··· EXCERPT ···
What is WebAssembly, and why?

If you already know WebAssembly, you can skip this section.

WebAssembly defines itself as:

WebAssembly (abbreviated Wasm) is a binary instruction format for a stack-based virtual machine. Wasm is designed as a portable target for compilation of high-level languages like C/C++/Rust, enabling deployment on the web for client and server applications.

Should I say more? Probably, yes…

WebAssembly is a new portable binary format. Languages like C, C++, or Rust already compiles to this target. It is the spirit successor of ASM.js. By spirit successor, I mean it is the same people trying to extend the Web platform and to make the Web fast that are working on both technologies. They share some design concepts too, but that’s not really important right now.

Before WebAssembly, programs had to compile to Javascript in order to run on the Web platform. The resulting files were most of the time large. And because the Web is a network, the files had to be downloaded, and it took time. WebAssembly is designed to be encoded in a size- and load-time efficient binary format.

WebAssembly is also faster than Javascript for many reasons. Despites all the crazy optimisations engineers put in the Javascript virtual machines, Javascript is a weakly and dynamically typed language, which requires to be interpreted. WebAssembly aims to execute at native speed by taking advantage of common hardware capabilities. WebAssembly also loads faster than Javascript because parsing and compiling happen while the binary is streamed from the network. So once the binary is entirely fetched, it is ready to run: No need to wait on the parser and the compiler before running the program.

Today, and our blog series is a perfect example of that, it is possible to write a Rust program, and to compile it to run on the Web platform. Why? Because WebAssembly is implemented by all major browsers, and because it has been designed for the Web: To live and run on the Web platform (like a browser). But its portable aspect and its safe and sandboxed memory design make it a good candidate to run outside of the Web platform (see a serverless WASM framework, or an application container built for WASM).
··· STORED DATA ···
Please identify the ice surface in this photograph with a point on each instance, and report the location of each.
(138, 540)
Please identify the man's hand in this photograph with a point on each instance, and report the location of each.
···
▶ [WHAT TO WORK ON]
A. Using the WebAssembly excerpt, explain in one to three sentences why WebAssembly loads faster than Javascript.
B. Summarize the WebAssembly excerpt in two sentences.
C. Pick up the WebAssembly excerpt after its final sentence and keep writing.

▶ [ANSWER SET]
A. WebAssembly's parsing and compiling happen while the binary is still being streamed from the network. Once the binary is fully fetched, it is ready to run, with no wait on a parser and compiler beforehand.

B. WebAssembly is a portable binary instruction format for a stack-based virtual machine, a compilation target for languages like C, C++, and Rust and a spirit successor of ASM.js that is built to be size- and load-time efficient. It runs faster than Javascript, is implemented by all major browsers, and its portability and safe, sandboxed memory design make it a good candidate for use outside the Web platform as well.

C.
I think it is important to remind that WebAssembly is not here to replace Javascript. It is just another technology which solves many problems we can meet today, like load-time, safety, or speed.

Rust 🚀 WebAssembly

Rust to WASM

The Rust WASM team is a group of people leading the effort of pushing Rust into WebAssembly with a set of tools and integrations. There is a book explaining how to write a WebAssembly program with Rust.

With the Gutenberg Rust parser, I didn’t use tools like wasm-bindgen (which is a pure gem) when I started the project few months ago because I hit some limitations. Note that some of them have been addressed since then! Anyway, we will do most of the work by hand, and I think this is an excellent way to understand how things work in the background. When you are familiar with WebAssembly interactions, then wasm-bindgen is an excellent tool to have within easy reach, because it abstracts all the interactions and let you focus on your code logic instead.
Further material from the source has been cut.